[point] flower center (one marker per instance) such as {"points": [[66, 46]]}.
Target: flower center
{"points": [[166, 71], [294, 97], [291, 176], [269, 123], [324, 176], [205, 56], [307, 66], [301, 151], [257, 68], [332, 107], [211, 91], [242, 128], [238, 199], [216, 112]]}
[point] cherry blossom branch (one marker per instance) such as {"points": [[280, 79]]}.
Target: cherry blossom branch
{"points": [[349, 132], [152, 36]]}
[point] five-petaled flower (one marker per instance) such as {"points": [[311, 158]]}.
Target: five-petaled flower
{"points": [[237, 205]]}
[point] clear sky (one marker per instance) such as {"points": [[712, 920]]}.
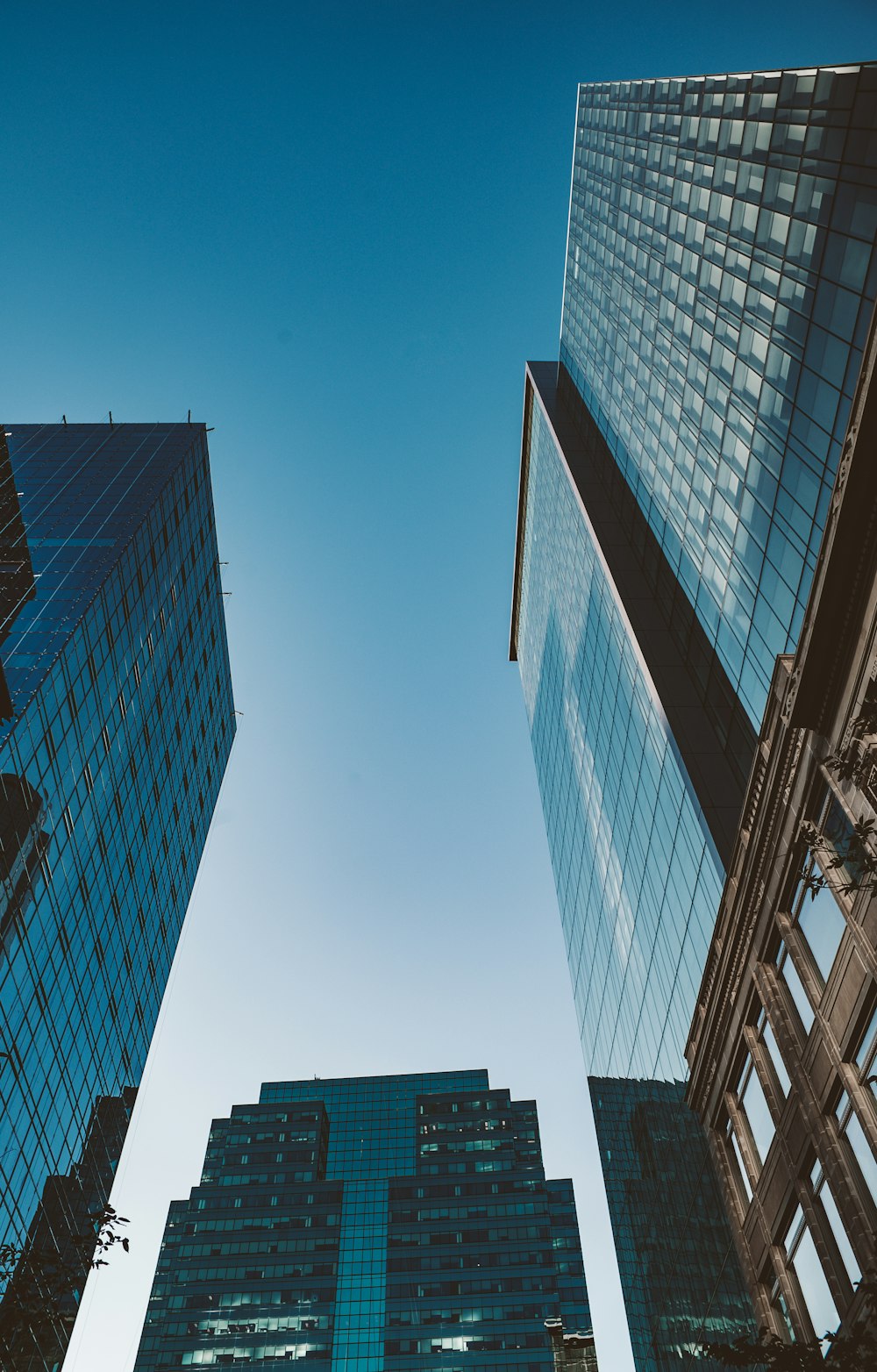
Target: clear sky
{"points": [[335, 231]]}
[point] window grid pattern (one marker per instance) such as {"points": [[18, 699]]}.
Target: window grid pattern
{"points": [[637, 877], [719, 282], [457, 1253], [117, 729]]}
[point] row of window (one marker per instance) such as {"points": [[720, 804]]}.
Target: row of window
{"points": [[820, 925]]}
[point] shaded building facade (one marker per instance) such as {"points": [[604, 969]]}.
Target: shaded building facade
{"points": [[116, 724], [784, 1040], [677, 465], [410, 1223], [41, 1297]]}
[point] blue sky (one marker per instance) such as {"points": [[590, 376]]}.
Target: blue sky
{"points": [[335, 232]]}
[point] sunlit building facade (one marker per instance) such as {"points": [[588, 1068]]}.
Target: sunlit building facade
{"points": [[116, 725], [677, 468], [784, 1041], [371, 1223]]}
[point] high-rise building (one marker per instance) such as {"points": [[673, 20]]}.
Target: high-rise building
{"points": [[784, 1043], [371, 1223], [677, 467], [116, 725]]}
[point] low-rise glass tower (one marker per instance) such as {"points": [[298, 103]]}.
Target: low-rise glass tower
{"points": [[371, 1223], [116, 725], [677, 467]]}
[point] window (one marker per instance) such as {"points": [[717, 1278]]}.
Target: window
{"points": [[866, 1054], [855, 1136], [757, 1111], [741, 1169], [806, 1265], [772, 1048], [795, 987], [821, 921], [824, 1194]]}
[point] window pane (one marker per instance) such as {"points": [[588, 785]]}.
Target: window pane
{"points": [[744, 1175], [854, 1272], [798, 992], [823, 925], [814, 1287], [775, 1057], [758, 1114], [866, 1047], [864, 1154]]}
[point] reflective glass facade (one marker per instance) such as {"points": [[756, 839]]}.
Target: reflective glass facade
{"points": [[410, 1223], [116, 724], [681, 1280], [675, 475], [721, 277]]}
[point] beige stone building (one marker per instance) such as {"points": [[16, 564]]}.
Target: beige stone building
{"points": [[782, 1048]]}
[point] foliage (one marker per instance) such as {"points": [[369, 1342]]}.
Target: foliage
{"points": [[852, 1352], [854, 855], [40, 1283]]}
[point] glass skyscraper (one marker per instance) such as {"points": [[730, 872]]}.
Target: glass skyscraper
{"points": [[675, 475], [369, 1223], [116, 725]]}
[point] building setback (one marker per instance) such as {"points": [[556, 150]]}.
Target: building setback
{"points": [[784, 1041], [372, 1223], [116, 725], [677, 465]]}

--

* **Exercise aim**
Return the entries verbatim without images.

* **Task answer**
[point] flower center (one marker per instance) such as {"points": [[66, 46]]}.
Target: flower center
{"points": [[166, 71], [294, 97], [291, 176], [269, 123], [324, 176], [205, 56], [307, 66], [301, 151], [257, 68], [332, 107], [211, 91], [242, 128], [238, 199], [216, 112]]}
[point] cherry blossom branch (one marker per instance) such as {"points": [[280, 79]]}.
Target: cherry blossom branch
{"points": [[349, 132], [152, 36]]}
[point] five-petaled flower (one marker per instance) such as {"points": [[311, 158]]}.
Target: five-petaled flower
{"points": [[237, 205]]}
[point] clear sky (one marker per instance) such as {"points": [[712, 920]]}.
Target: clear sky
{"points": [[335, 231]]}
[point] window grid pattern (one marker per instance) such as {"points": [[18, 699]]}.
Target: window grid pattern
{"points": [[637, 877], [719, 282], [457, 1253], [117, 729]]}
[point] row of window (one marker per instance) such as {"points": [[720, 804]]}.
Target: row of window
{"points": [[820, 925]]}
[point] shaded building facade (one marker per instance) such as {"points": [[604, 969]]}.
Target: shaded building facade
{"points": [[116, 724], [784, 1040], [677, 465], [410, 1223], [41, 1297]]}
[point] blue sky (one marker per instance) such as {"points": [[590, 376]]}.
Target: blue sky
{"points": [[335, 232]]}
[point] sunlit building facade (one marker per instance) such as {"points": [[588, 1068]]}.
Target: sunlit building facade
{"points": [[116, 725], [677, 468], [784, 1041], [371, 1223]]}
[point] high-rise building (one marker per instance) such as {"points": [[673, 20]]}.
Target: high-rise building
{"points": [[784, 1043], [371, 1223], [677, 467], [116, 725]]}
[point] low-rise glass tower (one marker per instance) such as {"points": [[298, 103]]}.
Target: low-rise glass tower
{"points": [[371, 1223], [116, 725], [677, 467]]}
[point] window (one marker per instance) such as {"points": [[717, 1278]]}.
Target: window
{"points": [[866, 1054], [855, 1136], [757, 1111], [741, 1169], [806, 1265], [772, 1048], [795, 987], [821, 921], [824, 1194]]}
[point] window pane (one marker per instance) such as {"points": [[588, 785]]}.
Target: window pane
{"points": [[744, 1175], [854, 1272], [798, 992], [823, 925], [814, 1287], [775, 1057], [758, 1114], [866, 1047], [864, 1154]]}
[point] reflective glass facade (one marker per instance) such as {"points": [[756, 839]]}.
Target: reflective glass facade
{"points": [[410, 1223], [116, 724], [681, 1280], [675, 475], [721, 277]]}
[point] beige stone building (one marker per instance) such as {"points": [[16, 564]]}.
Target: beige stone building
{"points": [[782, 1048]]}
[point] foliage (one marker per instance) such as {"points": [[369, 1342]]}.
Target: foliage
{"points": [[852, 1352], [854, 855], [40, 1283]]}
[point] glass skyscraper (one marker per instance) such as {"points": [[730, 872]]}.
Target: glass skyscraper
{"points": [[675, 475], [369, 1223], [116, 725]]}
[point] building setback (one marker per instance) such as {"points": [[556, 150]]}.
Target: building setback
{"points": [[784, 1041], [372, 1223], [116, 725], [677, 465]]}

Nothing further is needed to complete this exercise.